— start of EXCERPT —
My name is Jon Geier, and I run the Instagram account @darkroom_pinball where I have combined my love of pinball and try to put a good positive light on the local pinball community we have in the Northeast Ohio area. Working with the tournament directors, venues and local operators, I try to help get more people into the pinball scene. I am a self taught photographer with most of my knowledge coming from various Photography forums which has helped me be able to tackle the demands of shooting in low light and harsh reflective surfaces that is pinball.

The Fundamentals of Pinball Photography

Let’s start with some photography fundamentals. These are the basic concepts that help make any photo you take look a little better, whether they are pinball related or just some candids you’re taking while out with family or friends. I'll try to include a few examples of each concept below.

Deciding What to Shoot

For Friends Playing a Machine or Location Shooting

To create a pleasing composition, find a good angle that includes a subject and the machines in the frame. It's important to not cut off either as seen here.

Use AE/AF lock to focus on your friends' faces, ensuring they are the central point of interest in the photo.
— end of EXCERPT —
PROBLEMS TO WORK ON
a) Could you print, word for word, the part of the pinball photography guide that begins at the words "My name is Jon" and stops after "each concept below."?
b) Can you proceed with the pinball photography guide, picking up right after its final sentence?
— start of DATA SHOWN —
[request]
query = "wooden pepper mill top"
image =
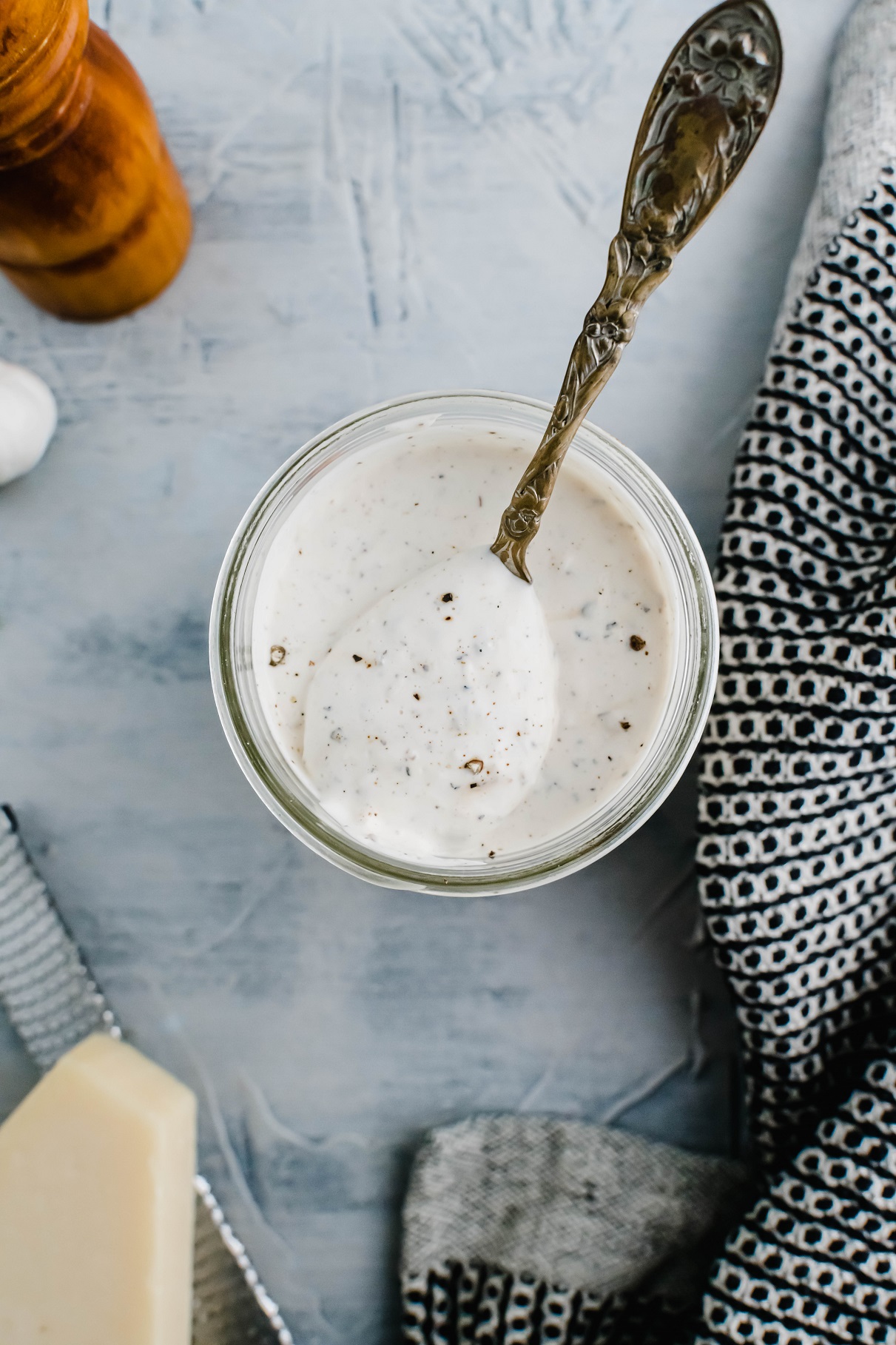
— end of DATA SHOWN —
EXPECTED RESPONSES
a)
My name is Jon Geier, and I run the Instagram account @darkroom_pinball where I have combined my love of pinball and try to put a good positive light on the local pinball community we have in the Northeast Ohio area. Working with the tournament directors, venues and local operators, I try to help get more people into the pinball scene. I am a self taught photographer with most of my knowledge coming from various Photography forums which has helped me be able to tackle the demands of shooting in low light and harsh reflective surfaces that is pinball.

The Fundamentals of Pinball Photography

Let’s start with some photography fundamentals. These are the basic concepts that help make any photo you take look a little better, whether they are pinball related or just some candids you’re taking while out with family or friends. I'll try to include a few examples of each concept below.

b)
Consider using "portrait mode" or a wide aperture to create a shallow depth of field, which will blur the background and make your friends stand out.

Pay attention to lighting. Try to use the available light or strategically placed artificial lighting to illuminate your friends while maintaining a balanced exposure.

When photographing someone playing a pinball machine, it's crucial not to distract them. Choose your angles and timing carefully!

The side angle across the machine can work well, capturing both your subject and the pinball machine in action.

Take advantage of the machine's lighting effects. These can create dynamic and visually appealing shots. Using a slightly longer exposure time can help capture the light trails.

Specifically for location shooting, try and focus on the “brand” of the place (for instance at a brewery make sure you try to get some logos included).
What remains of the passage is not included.